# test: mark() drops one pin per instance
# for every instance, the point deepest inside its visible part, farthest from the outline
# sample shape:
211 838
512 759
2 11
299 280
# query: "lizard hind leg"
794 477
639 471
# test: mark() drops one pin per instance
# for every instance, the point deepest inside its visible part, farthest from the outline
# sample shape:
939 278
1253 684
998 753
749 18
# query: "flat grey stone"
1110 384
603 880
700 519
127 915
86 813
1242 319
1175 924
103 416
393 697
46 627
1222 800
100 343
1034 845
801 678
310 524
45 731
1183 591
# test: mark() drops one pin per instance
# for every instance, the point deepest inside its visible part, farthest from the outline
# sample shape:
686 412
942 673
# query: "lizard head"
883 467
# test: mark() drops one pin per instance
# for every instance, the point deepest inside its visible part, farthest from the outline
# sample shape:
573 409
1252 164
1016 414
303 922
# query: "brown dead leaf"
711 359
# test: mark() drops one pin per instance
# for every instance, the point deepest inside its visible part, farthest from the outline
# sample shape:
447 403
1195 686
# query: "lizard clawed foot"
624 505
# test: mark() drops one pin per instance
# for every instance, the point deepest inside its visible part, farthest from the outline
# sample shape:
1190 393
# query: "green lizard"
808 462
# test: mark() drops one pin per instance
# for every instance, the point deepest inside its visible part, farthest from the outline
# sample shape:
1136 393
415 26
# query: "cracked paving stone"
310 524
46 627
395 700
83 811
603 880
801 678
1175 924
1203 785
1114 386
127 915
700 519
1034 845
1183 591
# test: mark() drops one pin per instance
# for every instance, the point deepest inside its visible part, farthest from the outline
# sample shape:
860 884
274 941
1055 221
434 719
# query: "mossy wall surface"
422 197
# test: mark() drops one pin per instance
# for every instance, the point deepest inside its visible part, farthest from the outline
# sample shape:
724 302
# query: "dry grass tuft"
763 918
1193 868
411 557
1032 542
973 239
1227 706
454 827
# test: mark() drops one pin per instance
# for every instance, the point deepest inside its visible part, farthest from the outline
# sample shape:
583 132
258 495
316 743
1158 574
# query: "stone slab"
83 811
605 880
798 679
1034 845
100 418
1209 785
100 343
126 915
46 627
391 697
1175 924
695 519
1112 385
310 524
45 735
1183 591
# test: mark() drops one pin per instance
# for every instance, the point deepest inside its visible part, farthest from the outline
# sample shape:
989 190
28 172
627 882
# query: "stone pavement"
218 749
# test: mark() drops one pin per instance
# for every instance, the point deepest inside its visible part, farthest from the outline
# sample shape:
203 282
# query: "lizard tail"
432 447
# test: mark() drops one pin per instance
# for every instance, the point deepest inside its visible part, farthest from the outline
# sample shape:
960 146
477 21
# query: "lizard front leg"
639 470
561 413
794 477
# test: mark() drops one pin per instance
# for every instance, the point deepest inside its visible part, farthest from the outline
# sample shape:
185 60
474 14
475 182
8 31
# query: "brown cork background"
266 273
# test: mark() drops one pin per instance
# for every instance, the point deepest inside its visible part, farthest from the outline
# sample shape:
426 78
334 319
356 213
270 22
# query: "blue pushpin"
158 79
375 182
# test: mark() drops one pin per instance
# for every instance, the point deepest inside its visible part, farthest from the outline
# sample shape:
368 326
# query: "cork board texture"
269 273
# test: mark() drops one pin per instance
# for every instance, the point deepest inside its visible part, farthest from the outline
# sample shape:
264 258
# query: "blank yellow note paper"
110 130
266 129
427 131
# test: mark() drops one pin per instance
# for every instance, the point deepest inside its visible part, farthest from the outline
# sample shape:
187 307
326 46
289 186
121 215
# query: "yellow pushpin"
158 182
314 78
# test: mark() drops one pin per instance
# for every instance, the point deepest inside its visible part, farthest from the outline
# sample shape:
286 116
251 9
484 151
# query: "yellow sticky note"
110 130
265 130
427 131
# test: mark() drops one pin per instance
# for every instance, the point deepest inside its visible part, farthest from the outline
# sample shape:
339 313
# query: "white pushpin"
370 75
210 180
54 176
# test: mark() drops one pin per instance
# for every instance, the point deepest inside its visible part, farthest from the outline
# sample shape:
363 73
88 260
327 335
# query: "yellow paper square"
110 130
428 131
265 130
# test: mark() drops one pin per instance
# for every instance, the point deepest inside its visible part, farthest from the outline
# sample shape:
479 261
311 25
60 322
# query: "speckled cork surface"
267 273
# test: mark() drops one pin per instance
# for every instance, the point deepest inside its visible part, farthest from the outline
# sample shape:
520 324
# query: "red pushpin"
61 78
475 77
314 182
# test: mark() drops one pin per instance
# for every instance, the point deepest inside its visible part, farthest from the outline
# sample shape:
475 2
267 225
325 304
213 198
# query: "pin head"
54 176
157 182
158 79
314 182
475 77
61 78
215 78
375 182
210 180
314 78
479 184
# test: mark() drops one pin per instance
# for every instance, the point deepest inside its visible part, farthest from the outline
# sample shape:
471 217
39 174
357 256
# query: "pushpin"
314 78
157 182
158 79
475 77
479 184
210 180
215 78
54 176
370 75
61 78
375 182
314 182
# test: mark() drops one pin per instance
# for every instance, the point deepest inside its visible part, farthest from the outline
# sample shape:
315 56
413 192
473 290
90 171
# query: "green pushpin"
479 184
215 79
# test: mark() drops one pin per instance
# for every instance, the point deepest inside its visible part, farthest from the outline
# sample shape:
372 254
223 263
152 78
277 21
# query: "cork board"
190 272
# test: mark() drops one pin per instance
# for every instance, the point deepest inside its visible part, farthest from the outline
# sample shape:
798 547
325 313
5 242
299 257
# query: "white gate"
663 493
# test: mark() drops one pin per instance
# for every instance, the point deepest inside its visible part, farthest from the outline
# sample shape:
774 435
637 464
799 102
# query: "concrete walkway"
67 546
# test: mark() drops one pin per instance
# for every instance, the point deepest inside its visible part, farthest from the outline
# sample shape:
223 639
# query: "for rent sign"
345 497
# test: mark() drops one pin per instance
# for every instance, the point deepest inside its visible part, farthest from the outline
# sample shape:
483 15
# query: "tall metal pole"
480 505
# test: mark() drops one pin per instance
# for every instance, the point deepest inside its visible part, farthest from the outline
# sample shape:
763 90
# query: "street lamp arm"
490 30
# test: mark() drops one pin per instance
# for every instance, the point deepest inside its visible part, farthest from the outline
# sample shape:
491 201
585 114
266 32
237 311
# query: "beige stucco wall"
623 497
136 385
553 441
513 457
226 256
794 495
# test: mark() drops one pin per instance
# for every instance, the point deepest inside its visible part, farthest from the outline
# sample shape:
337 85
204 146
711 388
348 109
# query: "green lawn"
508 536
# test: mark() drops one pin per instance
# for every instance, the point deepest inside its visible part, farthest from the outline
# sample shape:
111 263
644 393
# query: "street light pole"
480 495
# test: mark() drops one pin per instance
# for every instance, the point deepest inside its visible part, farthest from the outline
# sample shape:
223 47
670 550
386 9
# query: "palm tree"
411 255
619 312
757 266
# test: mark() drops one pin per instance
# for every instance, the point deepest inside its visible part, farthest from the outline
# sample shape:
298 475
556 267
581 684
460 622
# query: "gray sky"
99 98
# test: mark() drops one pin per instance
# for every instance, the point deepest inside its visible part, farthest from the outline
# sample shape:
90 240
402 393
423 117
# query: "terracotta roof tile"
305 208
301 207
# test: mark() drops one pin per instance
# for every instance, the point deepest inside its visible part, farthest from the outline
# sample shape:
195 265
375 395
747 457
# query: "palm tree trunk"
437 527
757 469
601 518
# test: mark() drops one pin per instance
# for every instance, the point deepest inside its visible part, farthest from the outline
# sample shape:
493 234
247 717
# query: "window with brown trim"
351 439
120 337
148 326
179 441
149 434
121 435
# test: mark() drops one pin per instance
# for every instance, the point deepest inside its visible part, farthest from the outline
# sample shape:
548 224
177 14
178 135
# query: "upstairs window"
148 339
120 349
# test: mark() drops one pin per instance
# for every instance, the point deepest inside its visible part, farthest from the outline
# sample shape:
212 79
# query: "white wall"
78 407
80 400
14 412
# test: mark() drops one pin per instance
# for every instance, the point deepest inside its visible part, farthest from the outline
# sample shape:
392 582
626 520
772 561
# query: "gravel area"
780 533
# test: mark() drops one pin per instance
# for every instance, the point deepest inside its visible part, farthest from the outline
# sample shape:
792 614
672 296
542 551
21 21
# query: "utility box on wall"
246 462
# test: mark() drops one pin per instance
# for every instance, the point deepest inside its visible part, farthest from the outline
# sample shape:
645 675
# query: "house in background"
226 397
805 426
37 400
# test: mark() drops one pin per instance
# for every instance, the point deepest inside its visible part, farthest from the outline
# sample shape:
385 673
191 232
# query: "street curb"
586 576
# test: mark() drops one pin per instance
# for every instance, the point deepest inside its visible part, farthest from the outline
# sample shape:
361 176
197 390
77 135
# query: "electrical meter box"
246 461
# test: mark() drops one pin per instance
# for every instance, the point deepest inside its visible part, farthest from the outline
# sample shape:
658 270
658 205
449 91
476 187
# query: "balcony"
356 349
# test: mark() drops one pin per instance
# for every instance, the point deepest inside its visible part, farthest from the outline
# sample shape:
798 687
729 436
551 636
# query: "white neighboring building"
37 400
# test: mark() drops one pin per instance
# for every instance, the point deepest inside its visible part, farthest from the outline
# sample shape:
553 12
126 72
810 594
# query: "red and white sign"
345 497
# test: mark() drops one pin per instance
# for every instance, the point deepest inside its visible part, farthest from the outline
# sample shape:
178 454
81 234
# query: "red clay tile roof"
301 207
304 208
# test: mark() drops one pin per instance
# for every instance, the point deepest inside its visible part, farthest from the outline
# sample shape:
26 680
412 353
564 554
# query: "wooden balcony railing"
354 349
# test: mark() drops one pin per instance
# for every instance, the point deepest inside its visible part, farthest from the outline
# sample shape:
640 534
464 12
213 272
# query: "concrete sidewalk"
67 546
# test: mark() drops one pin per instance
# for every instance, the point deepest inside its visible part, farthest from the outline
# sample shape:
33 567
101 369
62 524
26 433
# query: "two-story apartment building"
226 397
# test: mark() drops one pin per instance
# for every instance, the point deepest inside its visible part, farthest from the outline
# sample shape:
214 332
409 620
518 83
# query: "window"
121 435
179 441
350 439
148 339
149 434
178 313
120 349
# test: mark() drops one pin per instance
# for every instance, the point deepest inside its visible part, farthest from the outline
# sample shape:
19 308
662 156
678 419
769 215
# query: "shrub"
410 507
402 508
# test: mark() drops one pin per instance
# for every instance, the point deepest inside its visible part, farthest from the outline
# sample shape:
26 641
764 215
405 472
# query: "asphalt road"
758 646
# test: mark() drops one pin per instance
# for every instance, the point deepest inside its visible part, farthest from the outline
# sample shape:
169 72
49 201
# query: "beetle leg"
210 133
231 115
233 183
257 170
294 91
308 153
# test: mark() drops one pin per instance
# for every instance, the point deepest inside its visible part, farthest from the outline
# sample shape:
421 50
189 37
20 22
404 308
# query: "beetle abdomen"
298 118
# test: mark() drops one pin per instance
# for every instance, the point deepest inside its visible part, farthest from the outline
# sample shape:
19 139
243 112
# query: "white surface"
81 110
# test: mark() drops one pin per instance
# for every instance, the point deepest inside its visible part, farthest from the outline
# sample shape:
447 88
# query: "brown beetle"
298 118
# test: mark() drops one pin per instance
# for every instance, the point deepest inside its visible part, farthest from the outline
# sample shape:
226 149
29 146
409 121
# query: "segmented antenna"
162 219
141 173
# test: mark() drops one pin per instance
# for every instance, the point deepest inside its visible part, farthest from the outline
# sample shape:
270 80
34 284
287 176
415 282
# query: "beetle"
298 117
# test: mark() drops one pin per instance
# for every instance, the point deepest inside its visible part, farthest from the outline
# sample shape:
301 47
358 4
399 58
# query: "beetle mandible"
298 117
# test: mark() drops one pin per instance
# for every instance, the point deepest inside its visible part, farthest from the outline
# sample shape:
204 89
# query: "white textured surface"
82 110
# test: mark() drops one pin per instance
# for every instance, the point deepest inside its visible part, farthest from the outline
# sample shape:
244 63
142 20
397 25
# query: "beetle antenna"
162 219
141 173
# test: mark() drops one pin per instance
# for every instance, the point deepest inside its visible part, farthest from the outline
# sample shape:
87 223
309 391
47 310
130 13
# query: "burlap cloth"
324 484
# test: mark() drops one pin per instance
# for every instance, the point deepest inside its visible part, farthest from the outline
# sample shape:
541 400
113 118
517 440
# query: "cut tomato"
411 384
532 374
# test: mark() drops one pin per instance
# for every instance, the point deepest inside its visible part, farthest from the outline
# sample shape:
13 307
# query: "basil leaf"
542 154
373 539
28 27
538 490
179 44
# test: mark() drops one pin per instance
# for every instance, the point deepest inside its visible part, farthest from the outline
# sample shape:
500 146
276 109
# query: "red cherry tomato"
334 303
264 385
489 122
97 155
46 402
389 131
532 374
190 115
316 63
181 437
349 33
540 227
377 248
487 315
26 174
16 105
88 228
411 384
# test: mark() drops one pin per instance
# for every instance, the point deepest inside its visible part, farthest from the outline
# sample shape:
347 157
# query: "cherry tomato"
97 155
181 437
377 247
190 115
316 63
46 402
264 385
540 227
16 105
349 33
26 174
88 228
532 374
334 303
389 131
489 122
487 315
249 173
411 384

.....

### Task instructions
Count the lines above that contain the word "board" and reply with the number only.

### The answer
2